Point localization data:

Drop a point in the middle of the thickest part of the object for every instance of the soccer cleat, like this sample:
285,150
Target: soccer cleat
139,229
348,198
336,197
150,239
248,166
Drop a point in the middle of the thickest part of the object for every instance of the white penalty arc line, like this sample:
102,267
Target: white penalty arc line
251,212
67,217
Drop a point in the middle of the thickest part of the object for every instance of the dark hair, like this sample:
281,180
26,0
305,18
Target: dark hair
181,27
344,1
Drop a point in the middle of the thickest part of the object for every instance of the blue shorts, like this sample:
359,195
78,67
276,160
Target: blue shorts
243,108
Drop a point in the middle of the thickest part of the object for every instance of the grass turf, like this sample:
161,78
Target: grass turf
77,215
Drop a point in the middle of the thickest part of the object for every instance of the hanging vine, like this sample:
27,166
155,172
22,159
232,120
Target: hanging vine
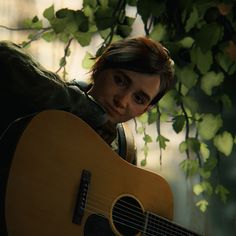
200,36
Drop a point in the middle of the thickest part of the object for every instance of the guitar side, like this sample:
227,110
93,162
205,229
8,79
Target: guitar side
45,174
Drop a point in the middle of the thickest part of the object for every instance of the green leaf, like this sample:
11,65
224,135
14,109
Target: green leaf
168,101
145,150
186,42
224,143
49,13
147,138
208,36
132,2
204,150
205,187
191,103
206,174
192,20
143,118
141,130
179,122
158,33
183,147
88,61
62,62
124,30
143,9
202,204
211,80
187,76
49,36
193,144
209,126
198,189
162,141
226,102
190,166
104,18
222,192
91,3
84,39
152,116
225,62
202,60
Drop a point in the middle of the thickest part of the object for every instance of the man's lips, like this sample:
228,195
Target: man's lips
112,111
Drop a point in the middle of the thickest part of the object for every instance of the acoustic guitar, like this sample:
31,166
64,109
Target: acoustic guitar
65,180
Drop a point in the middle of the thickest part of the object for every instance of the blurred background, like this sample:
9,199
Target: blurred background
220,219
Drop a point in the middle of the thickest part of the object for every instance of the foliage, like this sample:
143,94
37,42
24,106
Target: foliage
200,36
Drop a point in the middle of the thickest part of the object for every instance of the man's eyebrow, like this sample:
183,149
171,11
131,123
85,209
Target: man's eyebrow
142,93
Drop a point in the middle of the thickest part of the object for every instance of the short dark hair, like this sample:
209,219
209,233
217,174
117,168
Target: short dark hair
139,54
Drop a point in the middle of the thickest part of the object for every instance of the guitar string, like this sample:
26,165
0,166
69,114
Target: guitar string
151,228
168,225
132,227
159,219
164,222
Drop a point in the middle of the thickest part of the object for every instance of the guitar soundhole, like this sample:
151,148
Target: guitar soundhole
128,216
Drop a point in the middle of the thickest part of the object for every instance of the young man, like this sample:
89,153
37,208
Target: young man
126,80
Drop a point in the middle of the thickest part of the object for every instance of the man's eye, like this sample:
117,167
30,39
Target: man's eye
119,80
139,99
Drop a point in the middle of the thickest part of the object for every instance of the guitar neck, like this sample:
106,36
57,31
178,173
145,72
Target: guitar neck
157,225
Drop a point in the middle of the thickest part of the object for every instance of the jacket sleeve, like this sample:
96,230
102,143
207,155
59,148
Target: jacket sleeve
27,87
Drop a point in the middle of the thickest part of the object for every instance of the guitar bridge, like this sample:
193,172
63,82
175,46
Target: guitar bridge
81,197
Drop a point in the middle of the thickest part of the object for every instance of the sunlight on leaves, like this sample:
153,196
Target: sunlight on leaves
162,141
224,143
222,192
202,204
210,81
209,126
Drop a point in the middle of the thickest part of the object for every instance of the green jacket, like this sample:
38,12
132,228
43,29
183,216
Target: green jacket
26,87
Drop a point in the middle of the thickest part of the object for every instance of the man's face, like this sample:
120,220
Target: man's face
124,94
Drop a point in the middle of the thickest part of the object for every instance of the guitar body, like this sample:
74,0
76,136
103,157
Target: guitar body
45,176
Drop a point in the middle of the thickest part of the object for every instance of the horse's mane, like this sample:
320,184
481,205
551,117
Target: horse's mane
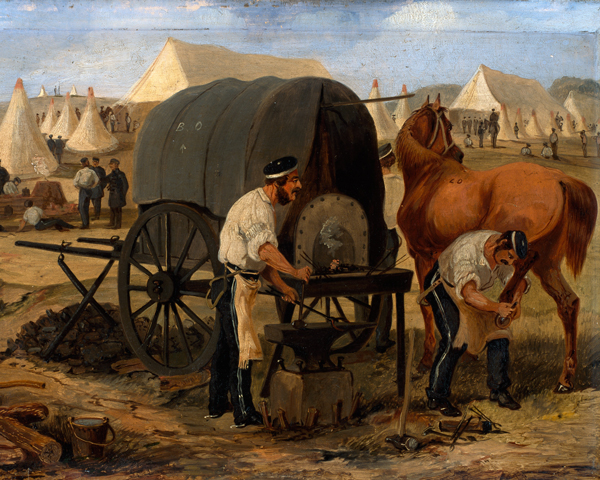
410,153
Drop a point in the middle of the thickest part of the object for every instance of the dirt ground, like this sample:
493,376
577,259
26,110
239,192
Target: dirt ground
161,434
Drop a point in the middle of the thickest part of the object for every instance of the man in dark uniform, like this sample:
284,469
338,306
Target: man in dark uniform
59,146
248,250
98,190
117,187
51,145
4,176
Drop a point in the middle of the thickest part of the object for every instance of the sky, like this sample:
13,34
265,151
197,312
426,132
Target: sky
109,44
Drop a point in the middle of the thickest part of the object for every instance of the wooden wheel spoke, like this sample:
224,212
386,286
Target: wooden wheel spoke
150,333
189,274
336,302
166,336
155,258
186,249
142,309
194,317
168,242
141,268
181,332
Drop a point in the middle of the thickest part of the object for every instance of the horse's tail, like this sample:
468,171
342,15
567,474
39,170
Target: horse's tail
582,210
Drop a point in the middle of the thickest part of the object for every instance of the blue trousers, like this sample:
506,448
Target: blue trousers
447,321
84,206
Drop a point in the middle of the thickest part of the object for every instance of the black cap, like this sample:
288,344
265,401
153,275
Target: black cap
280,167
385,150
518,240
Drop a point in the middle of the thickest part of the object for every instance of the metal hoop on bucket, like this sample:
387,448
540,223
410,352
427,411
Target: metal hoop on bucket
105,420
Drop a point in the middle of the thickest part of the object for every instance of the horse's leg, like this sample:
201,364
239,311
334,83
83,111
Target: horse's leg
423,266
567,303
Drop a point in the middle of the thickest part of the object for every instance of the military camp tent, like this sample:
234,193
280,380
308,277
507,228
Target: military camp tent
91,135
489,89
180,65
386,128
22,145
207,145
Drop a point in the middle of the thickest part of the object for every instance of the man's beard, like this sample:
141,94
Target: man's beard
283,197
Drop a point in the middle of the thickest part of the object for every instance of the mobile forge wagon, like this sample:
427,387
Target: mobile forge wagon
201,150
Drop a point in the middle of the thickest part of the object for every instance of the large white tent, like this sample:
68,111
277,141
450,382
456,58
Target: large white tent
21,143
68,122
181,65
489,89
402,111
91,135
386,128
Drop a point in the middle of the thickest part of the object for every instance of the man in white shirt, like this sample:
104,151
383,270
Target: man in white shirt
35,216
394,193
248,250
85,180
10,188
469,266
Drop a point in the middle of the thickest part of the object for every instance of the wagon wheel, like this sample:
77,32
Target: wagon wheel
368,309
167,260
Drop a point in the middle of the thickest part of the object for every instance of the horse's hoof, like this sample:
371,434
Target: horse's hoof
422,368
560,388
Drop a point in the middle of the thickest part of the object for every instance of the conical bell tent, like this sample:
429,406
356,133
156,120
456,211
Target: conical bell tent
91,135
21,143
68,122
386,128
50,120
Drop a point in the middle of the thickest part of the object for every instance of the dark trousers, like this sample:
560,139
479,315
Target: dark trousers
447,320
97,203
48,223
84,206
116,214
382,334
226,377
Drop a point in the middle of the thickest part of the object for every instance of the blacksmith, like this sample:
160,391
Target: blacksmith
469,266
117,185
248,250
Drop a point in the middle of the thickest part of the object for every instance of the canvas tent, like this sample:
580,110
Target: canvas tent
21,143
180,65
50,120
386,128
91,135
580,105
489,89
67,123
402,111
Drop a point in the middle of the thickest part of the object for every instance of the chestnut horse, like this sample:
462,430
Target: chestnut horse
443,199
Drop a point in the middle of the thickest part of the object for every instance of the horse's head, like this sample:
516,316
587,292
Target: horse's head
431,129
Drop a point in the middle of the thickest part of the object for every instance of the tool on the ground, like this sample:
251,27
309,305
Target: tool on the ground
401,440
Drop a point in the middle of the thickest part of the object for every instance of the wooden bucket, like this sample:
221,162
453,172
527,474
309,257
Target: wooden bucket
89,436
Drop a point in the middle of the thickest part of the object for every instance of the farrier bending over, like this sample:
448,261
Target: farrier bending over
248,250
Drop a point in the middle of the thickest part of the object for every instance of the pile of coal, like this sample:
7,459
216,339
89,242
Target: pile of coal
93,344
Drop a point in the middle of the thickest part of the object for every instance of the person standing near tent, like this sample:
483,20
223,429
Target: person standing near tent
59,147
4,176
51,145
454,288
117,187
85,180
554,144
248,250
394,193
98,190
583,137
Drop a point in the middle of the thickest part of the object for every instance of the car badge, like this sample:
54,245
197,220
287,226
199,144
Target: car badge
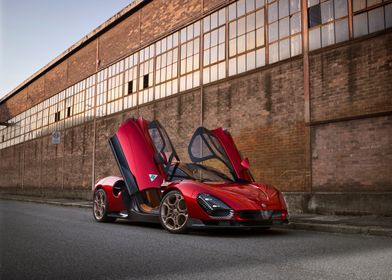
152,177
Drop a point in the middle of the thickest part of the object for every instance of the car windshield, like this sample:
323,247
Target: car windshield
193,171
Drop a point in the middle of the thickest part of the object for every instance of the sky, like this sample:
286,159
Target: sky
33,32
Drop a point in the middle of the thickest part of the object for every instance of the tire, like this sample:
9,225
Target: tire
100,207
173,213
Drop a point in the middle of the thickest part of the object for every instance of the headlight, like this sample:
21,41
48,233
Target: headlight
214,206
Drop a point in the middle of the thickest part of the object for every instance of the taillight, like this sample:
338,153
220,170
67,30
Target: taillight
283,215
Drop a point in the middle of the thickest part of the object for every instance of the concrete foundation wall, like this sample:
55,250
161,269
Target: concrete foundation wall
348,148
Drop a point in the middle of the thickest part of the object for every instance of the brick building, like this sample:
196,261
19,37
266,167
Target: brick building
305,87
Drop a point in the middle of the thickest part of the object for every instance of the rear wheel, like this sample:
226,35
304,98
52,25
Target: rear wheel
100,207
173,212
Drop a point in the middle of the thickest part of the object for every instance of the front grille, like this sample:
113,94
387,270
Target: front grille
259,214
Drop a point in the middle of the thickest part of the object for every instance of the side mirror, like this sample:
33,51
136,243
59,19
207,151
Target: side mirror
245,163
159,159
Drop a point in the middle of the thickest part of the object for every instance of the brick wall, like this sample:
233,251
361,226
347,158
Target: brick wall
264,110
353,156
352,80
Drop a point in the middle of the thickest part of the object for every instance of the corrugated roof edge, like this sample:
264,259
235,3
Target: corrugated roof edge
96,32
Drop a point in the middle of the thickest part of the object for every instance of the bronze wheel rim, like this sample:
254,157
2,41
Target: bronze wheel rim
174,213
99,205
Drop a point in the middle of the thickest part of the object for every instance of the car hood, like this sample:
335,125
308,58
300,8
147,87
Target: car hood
252,196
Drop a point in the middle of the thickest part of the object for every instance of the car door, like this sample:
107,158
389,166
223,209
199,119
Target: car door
136,156
218,144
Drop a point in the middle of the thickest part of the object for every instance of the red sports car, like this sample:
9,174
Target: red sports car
157,187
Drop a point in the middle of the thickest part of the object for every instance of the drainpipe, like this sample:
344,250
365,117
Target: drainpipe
307,103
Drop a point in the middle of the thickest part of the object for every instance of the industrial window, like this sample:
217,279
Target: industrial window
115,87
60,112
328,22
189,55
79,103
101,97
90,97
246,35
284,29
145,81
166,74
146,74
57,116
130,87
130,63
371,16
214,40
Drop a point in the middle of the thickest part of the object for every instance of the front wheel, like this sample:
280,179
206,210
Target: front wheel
173,212
100,207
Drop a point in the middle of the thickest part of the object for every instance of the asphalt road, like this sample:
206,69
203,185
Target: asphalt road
49,242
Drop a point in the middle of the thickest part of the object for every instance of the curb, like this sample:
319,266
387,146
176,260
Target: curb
68,204
296,225
342,228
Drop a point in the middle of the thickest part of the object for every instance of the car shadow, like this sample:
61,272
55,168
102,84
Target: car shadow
226,232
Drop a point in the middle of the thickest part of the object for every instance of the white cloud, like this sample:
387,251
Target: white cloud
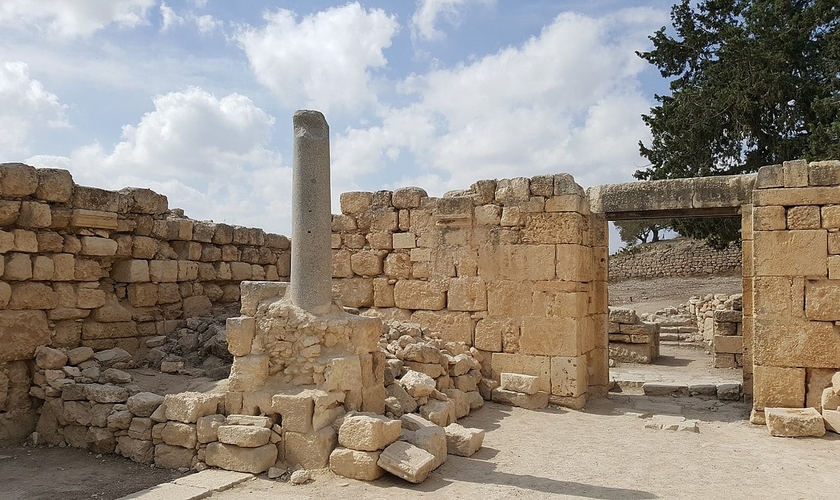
323,61
567,100
25,104
205,23
169,17
74,18
209,155
429,12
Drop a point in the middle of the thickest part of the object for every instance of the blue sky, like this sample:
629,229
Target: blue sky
194,98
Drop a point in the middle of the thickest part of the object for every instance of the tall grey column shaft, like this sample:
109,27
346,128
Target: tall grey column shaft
311,273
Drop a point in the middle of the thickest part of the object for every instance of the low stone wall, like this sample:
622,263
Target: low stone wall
89,267
507,267
678,257
631,339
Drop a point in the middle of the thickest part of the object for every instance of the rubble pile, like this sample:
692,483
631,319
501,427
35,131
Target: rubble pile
199,348
424,374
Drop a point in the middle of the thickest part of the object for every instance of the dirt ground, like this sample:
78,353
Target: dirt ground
651,295
602,452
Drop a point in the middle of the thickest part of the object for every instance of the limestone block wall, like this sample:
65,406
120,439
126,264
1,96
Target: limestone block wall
83,266
514,267
792,310
677,257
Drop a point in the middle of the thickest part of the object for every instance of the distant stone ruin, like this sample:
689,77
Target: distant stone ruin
401,307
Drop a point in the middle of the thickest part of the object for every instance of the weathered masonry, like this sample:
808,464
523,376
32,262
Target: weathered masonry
516,268
790,217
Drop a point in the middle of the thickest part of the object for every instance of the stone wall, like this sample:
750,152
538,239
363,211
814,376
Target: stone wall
678,257
88,267
510,267
792,296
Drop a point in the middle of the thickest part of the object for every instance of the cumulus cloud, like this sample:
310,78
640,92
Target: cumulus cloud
429,12
169,18
567,100
74,18
209,155
24,105
324,60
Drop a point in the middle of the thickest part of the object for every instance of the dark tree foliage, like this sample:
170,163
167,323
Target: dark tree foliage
753,83
632,232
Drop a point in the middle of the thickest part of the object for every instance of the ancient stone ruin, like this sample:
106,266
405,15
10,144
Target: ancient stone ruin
359,344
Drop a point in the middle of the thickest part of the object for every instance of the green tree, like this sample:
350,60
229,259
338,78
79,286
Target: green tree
632,232
753,83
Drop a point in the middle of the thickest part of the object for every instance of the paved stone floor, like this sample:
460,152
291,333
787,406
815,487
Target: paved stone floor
677,364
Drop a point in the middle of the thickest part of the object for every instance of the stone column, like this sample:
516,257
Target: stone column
311,273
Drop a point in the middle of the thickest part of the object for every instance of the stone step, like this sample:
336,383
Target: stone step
723,391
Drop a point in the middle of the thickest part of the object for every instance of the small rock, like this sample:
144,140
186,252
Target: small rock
275,472
300,477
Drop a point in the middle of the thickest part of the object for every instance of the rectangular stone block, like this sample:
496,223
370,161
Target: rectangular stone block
556,228
778,387
791,253
407,461
467,294
574,263
163,271
771,218
296,409
569,376
794,422
537,366
552,336
793,342
822,300
507,299
534,401
517,262
230,457
130,271
416,294
517,382
83,218
310,450
453,326
729,344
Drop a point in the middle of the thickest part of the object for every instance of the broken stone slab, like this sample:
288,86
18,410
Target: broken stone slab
407,461
831,419
672,423
187,407
417,384
106,393
407,403
356,464
110,356
368,432
794,422
230,457
702,390
729,392
49,358
440,413
518,382
535,401
660,389
413,422
431,439
245,436
463,441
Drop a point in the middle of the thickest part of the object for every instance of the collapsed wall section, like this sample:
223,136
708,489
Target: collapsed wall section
83,266
792,301
514,267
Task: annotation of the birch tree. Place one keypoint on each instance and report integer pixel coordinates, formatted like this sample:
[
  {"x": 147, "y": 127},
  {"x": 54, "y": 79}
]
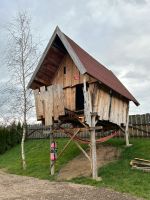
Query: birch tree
[{"x": 21, "y": 60}]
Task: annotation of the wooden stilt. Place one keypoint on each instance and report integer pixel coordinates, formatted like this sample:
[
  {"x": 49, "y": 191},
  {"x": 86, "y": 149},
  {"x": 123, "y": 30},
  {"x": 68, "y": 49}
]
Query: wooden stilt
[
  {"x": 126, "y": 129},
  {"x": 83, "y": 151},
  {"x": 52, "y": 166},
  {"x": 93, "y": 150}
]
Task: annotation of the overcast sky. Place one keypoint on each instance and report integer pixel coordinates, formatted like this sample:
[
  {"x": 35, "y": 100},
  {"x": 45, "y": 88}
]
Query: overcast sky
[{"x": 115, "y": 32}]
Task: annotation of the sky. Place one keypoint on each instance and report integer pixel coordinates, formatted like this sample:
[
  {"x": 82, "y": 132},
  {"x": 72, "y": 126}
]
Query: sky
[{"x": 115, "y": 32}]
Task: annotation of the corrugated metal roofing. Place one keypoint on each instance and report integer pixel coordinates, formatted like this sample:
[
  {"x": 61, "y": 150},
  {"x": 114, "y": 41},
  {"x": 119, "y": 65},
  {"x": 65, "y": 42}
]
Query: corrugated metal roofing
[
  {"x": 101, "y": 73},
  {"x": 85, "y": 63}
]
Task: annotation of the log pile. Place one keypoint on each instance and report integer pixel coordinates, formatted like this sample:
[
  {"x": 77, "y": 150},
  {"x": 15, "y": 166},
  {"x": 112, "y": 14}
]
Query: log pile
[{"x": 140, "y": 164}]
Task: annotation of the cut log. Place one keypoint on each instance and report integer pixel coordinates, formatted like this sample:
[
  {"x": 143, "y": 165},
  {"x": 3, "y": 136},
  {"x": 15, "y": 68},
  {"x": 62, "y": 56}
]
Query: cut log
[{"x": 141, "y": 164}]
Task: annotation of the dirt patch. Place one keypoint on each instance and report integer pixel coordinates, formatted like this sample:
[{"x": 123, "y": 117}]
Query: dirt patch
[
  {"x": 13, "y": 187},
  {"x": 80, "y": 166}
]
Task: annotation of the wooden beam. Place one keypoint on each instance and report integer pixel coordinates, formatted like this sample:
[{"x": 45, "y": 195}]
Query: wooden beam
[
  {"x": 126, "y": 128},
  {"x": 81, "y": 129},
  {"x": 76, "y": 132},
  {"x": 93, "y": 150},
  {"x": 84, "y": 152}
]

## Exercise
Quote, word for word, every line from the top of the entries through the line that holds "the white penalty".

## Answer space
Drop a point in the middle of the thickest part of the object for every instance of the soccer cleat, like this sample:
285,150
Target: soccer cleat
139,229
348,198
336,197
150,239
248,166
Drop a point in the middle of the thickest part of the object for every instance of the white penalty arc line, like this sample:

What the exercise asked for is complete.